What is expected
Pick out and copy every line of the material below that contains the word "cloud".

--- start of Data for this exercise ---

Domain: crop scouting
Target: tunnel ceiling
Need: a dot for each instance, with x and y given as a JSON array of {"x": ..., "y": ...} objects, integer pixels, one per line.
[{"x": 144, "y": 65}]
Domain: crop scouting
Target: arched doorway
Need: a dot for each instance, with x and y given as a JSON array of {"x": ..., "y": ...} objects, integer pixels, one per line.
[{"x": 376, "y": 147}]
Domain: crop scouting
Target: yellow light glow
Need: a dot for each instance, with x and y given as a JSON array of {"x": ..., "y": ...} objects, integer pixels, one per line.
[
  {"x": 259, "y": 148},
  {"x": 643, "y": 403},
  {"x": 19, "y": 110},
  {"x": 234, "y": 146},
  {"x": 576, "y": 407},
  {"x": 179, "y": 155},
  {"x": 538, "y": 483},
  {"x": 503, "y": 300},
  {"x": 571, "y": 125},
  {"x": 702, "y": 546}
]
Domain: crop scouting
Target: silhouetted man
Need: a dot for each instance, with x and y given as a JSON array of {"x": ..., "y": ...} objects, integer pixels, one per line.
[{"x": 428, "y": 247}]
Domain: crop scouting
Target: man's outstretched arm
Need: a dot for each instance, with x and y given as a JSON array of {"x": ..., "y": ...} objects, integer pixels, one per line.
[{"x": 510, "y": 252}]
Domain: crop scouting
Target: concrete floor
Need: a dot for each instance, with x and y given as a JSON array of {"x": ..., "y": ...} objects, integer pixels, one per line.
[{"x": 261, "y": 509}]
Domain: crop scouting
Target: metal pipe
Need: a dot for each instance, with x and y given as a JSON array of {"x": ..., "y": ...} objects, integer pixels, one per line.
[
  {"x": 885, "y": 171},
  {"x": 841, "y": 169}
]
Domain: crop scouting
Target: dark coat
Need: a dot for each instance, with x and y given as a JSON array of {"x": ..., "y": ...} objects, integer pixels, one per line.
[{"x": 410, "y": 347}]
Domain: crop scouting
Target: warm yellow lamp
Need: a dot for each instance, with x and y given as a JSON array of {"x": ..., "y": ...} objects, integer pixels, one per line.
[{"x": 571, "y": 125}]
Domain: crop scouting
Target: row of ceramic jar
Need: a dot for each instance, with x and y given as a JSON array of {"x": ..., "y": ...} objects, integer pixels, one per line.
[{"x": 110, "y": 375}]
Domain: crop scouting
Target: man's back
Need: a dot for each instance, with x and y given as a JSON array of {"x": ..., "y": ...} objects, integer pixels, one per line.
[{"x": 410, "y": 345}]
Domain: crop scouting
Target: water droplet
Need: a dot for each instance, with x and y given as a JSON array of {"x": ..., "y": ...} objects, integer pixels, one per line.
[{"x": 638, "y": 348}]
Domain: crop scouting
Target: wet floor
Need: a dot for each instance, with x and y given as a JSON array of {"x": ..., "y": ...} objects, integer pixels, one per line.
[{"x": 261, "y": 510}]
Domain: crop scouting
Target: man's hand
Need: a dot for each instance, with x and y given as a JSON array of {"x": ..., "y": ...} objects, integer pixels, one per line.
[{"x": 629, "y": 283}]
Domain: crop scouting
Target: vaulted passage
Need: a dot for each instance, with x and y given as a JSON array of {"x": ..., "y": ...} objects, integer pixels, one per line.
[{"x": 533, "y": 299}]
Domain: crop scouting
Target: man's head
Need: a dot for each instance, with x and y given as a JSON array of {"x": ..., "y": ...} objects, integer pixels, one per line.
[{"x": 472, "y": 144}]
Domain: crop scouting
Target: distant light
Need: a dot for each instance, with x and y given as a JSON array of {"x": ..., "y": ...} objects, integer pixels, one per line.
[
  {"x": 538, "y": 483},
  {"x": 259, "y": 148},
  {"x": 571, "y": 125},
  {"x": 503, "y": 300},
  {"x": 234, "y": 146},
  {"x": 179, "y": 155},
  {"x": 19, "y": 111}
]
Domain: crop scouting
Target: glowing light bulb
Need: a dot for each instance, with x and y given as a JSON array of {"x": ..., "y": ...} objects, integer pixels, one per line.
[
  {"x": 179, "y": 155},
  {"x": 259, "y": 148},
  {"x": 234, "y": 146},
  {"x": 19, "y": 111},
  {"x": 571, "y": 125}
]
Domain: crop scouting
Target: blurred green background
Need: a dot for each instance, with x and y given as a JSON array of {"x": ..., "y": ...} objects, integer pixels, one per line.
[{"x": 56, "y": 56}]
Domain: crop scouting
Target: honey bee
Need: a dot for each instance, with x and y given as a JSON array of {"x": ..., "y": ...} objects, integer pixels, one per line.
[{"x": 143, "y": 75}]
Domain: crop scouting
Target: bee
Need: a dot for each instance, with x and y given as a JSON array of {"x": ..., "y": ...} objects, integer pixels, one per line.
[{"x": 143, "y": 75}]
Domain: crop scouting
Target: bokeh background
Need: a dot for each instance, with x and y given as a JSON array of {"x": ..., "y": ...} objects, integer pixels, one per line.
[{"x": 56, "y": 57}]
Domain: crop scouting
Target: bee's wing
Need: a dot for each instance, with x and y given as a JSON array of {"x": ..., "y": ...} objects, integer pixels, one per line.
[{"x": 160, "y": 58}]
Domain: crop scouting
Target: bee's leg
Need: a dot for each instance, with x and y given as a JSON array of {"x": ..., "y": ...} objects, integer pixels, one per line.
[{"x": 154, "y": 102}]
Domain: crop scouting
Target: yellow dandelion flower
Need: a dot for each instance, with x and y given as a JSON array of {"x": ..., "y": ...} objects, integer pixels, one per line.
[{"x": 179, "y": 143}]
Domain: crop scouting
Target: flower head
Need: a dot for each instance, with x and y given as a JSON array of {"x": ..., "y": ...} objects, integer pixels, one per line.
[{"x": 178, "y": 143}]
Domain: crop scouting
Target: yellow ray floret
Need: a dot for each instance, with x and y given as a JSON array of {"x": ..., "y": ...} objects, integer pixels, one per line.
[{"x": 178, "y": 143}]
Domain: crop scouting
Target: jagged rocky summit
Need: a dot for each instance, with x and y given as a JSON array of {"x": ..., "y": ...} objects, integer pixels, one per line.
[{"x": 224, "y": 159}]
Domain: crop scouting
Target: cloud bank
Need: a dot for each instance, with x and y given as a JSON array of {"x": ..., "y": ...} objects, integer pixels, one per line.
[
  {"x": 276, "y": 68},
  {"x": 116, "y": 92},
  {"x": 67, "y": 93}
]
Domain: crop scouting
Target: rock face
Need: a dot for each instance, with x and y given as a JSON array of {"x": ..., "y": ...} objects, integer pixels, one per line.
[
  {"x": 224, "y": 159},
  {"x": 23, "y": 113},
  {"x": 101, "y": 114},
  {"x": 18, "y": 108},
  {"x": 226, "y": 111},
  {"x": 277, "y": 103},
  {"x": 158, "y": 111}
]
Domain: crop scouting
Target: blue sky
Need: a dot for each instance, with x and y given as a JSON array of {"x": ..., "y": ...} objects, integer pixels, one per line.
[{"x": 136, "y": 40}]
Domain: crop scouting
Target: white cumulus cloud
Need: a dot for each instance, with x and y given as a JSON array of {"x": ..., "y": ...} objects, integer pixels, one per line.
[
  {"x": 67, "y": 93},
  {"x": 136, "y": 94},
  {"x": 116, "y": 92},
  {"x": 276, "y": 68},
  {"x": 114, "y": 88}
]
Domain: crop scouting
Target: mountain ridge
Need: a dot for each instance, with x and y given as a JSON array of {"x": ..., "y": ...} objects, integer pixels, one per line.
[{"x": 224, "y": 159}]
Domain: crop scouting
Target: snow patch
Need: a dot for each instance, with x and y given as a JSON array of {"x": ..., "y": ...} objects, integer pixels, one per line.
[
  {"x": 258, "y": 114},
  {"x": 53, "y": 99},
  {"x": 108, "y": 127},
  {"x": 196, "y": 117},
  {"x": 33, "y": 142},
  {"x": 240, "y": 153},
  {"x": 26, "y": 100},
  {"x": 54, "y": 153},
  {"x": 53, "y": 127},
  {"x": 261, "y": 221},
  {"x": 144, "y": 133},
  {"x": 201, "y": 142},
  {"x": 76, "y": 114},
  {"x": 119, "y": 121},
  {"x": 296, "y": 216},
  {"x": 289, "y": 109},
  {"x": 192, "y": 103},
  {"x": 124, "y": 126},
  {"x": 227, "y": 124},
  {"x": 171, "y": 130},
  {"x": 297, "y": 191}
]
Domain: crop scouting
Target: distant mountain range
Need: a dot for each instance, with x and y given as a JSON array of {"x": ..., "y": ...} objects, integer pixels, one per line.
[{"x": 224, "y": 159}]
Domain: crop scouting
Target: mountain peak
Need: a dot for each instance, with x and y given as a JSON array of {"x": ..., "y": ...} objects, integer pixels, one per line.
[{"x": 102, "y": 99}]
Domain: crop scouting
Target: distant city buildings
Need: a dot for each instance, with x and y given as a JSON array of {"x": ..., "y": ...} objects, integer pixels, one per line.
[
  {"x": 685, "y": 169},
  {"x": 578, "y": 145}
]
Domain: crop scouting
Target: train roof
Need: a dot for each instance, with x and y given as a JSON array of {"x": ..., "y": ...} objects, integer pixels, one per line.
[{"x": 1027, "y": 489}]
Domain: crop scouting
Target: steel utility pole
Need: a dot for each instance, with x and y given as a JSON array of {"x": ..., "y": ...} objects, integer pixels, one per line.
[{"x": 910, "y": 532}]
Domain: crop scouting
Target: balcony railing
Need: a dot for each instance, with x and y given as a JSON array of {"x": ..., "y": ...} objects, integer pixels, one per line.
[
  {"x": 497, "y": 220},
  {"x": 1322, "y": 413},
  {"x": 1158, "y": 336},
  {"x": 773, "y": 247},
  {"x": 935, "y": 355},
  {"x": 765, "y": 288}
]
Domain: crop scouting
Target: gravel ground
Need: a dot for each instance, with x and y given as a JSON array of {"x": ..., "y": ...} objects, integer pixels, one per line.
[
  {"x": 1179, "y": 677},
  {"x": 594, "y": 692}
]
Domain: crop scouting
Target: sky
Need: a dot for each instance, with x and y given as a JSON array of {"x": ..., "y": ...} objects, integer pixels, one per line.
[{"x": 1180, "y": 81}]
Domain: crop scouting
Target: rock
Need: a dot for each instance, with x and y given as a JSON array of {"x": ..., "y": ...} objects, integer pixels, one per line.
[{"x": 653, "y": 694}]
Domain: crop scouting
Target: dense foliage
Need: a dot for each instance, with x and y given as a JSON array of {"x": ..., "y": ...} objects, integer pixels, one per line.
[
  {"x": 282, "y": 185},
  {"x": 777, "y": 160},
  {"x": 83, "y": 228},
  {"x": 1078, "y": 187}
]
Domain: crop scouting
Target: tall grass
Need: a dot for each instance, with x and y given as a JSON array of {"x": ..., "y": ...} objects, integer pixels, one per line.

--- end of Data for this exercise ---

Written answer
Target: cloud bank
Target: white cumulus cloud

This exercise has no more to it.